> **Exercise task**
Produce an exact copy of the lines from the line containing "Teacher note to the class: pick out the metal pole" through the last line of the entries below, and only those lines.
* start Recorded information *
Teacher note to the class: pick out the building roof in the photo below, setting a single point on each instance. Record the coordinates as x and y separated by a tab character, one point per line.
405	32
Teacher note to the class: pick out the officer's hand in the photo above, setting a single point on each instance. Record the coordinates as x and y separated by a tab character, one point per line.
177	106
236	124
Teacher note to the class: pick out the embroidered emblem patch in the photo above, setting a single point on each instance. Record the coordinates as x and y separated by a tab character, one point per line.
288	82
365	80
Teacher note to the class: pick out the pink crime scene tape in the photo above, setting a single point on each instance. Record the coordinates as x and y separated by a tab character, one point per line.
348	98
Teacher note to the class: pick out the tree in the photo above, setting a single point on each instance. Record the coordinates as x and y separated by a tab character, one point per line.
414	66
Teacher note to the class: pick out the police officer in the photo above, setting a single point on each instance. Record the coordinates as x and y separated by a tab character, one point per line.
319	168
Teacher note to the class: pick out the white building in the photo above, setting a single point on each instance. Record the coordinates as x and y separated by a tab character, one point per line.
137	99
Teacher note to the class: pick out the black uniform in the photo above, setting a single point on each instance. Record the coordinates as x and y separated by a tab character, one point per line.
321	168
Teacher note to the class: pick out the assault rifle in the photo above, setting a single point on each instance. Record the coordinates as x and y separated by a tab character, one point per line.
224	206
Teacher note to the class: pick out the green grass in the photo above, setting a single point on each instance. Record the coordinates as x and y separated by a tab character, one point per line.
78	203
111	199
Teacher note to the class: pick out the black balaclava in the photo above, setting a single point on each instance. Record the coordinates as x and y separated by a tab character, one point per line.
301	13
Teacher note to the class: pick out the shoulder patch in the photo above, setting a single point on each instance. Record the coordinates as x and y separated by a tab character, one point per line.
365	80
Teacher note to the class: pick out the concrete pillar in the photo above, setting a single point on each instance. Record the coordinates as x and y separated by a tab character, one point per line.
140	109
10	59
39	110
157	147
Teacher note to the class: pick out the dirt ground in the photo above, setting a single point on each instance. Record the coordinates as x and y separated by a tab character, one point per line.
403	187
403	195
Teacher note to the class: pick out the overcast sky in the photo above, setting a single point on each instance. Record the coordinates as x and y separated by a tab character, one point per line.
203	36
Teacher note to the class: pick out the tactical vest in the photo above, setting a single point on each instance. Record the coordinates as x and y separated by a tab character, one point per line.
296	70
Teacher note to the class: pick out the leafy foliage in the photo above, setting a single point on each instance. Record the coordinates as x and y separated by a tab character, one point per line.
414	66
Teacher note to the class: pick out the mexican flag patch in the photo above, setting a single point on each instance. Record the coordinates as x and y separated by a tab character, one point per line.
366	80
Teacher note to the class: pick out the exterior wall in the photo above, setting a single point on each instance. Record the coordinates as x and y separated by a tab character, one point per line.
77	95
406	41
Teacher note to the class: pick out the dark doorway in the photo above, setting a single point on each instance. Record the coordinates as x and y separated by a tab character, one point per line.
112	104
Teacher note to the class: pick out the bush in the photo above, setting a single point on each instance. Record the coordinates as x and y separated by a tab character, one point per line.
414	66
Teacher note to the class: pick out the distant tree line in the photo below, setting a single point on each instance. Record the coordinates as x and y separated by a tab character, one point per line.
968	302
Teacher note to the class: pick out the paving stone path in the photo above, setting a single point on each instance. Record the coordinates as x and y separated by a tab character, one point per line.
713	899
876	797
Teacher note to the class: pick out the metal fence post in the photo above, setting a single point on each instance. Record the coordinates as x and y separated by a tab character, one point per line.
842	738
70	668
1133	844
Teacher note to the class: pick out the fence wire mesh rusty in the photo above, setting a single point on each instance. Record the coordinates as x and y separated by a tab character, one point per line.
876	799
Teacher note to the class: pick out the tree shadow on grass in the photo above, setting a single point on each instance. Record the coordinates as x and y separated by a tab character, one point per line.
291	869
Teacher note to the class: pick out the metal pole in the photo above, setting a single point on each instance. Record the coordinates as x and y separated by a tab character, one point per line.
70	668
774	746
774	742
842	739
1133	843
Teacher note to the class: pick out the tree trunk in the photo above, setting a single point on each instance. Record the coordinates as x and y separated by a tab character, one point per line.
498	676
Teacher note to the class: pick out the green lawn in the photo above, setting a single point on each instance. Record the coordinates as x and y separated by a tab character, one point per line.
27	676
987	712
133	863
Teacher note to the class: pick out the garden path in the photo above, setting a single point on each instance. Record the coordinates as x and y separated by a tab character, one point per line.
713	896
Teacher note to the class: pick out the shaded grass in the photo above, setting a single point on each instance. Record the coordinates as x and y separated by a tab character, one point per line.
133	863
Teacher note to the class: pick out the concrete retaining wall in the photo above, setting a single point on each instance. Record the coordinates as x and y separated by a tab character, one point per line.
* end Recorded information *
> **Written answer**
Teacher note to the class: pick out the metal pole in the photo above, setting a single point on each instance. Record the coordinates as x and y separated by a tab character, one point per line.
70	668
774	746
774	742
842	739
1133	843
Teacher note to the class: pick out the tree trunk in the photo above, setting a single point on each instance. Record the coordinates as x and y separated by a tab character, one point per line.
498	676
Teacher note to the class: pick out the green lawn in the photo above, setting a single point on each instance. Record the coordinates as x and y separated by a tab character, one point per line.
27	676
987	712
133	863
Teacher note to the class: pick out the garden path in the photo above, setting a single point on each instance. Record the coordinates as x and y separated by a tab character, one point per line.
713	896
Teacher note to the class: pick out the shaded grass in the photo above, setting a single point on each instance. Record the coordinates as x and y separated by a tab character, one point per line.
133	863
Teacher note to the class: pick out the concrete retaining wall in the photo above, setting a single point on each instance. Record the coordinates as x and y separated by a tab character, one point per line.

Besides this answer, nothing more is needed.